## [Task details]
The answer must consist of every line below that holds the word "attribute".

## [Data extracts]
────────────────
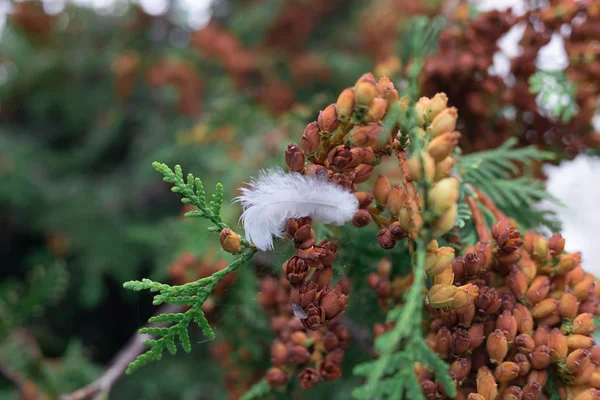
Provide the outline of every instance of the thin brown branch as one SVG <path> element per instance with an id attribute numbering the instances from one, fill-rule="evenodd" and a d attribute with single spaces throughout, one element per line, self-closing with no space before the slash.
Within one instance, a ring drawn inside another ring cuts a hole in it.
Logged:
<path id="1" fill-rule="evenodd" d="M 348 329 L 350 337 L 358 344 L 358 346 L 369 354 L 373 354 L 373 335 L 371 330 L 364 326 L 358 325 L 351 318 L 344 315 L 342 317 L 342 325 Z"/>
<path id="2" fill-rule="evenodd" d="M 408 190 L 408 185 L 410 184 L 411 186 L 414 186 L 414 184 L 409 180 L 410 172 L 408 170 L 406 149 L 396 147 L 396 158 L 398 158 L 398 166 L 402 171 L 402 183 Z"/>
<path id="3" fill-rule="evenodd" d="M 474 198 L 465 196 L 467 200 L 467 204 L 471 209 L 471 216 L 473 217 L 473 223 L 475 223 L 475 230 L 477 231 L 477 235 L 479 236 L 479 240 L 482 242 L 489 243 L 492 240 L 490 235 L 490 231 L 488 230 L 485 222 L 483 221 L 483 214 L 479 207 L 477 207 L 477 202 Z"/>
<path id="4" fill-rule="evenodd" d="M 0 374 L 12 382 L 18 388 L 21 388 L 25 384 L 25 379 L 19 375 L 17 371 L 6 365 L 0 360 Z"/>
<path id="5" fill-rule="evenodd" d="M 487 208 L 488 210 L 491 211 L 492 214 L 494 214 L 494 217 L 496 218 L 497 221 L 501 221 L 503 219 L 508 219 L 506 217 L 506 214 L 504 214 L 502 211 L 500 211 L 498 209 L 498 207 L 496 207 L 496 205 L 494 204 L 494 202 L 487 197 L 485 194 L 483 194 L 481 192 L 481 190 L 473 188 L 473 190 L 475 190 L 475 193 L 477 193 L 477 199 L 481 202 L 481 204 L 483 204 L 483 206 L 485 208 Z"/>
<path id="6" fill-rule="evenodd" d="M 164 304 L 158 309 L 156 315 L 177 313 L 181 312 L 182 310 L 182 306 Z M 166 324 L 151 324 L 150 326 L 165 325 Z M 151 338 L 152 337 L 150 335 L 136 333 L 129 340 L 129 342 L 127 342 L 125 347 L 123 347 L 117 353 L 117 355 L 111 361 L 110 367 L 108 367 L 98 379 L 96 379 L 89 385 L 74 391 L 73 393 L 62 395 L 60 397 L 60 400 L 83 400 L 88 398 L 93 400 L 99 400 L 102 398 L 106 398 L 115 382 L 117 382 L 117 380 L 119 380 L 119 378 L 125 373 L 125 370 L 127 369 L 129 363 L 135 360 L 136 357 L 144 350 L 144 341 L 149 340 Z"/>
────────────────
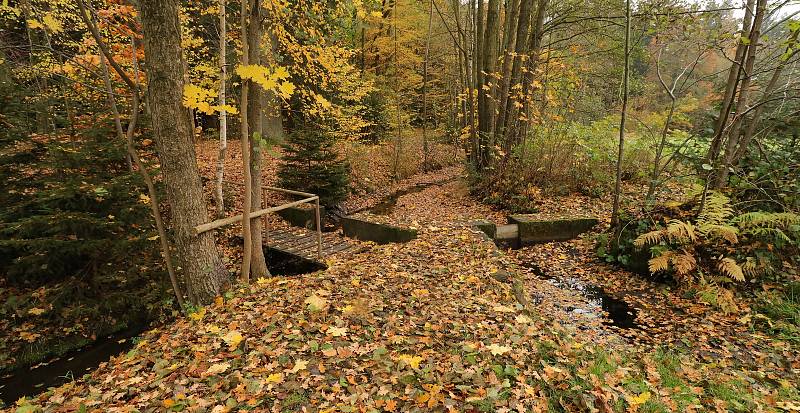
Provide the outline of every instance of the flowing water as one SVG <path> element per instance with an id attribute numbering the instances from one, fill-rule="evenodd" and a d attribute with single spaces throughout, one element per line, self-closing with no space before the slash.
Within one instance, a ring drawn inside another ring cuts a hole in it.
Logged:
────────────────
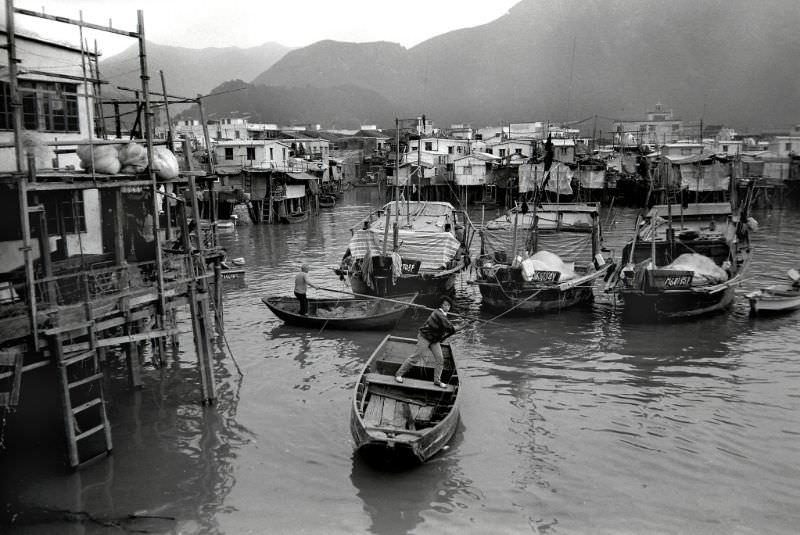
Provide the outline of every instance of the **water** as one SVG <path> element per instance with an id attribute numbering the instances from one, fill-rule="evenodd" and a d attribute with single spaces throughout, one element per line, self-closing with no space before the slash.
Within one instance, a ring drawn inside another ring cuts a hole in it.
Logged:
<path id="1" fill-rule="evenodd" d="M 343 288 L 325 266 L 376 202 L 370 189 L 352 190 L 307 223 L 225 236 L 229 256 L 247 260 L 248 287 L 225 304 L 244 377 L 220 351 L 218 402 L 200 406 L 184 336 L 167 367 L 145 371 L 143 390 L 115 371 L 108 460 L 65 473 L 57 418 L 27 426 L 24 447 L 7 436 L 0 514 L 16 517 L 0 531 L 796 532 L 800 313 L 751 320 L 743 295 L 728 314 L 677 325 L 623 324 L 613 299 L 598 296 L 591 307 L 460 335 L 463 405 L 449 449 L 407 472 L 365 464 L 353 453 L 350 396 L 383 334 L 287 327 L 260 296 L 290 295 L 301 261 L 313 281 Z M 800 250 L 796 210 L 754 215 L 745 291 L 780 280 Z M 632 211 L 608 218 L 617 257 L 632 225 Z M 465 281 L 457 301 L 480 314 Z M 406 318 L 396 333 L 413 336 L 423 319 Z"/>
────────────────
## [Your solution]
Provide the outline of every instance of the thin brown branch as one SVG <path> element per instance with an id attribute numbering the instances from one, fill-rule="evenodd" and a d attribute with single spaces throughout, one element per line, self-closing with no space before the slash.
Provide the outline of every instance of the flowing water as one SVG <path> element per instance with an id attribute numbering the instances from one, fill-rule="evenodd" and a d attribute with single spaces throughout, one element per line, self-closing with no space before the slash.
Provide the outline of every instance of the **water** as one SVG <path> element per instance with an id attribute numbering the instances from one, fill-rule="evenodd" and a d attribute with single spaces throughout, one element per line, self-closing with no space before the slash.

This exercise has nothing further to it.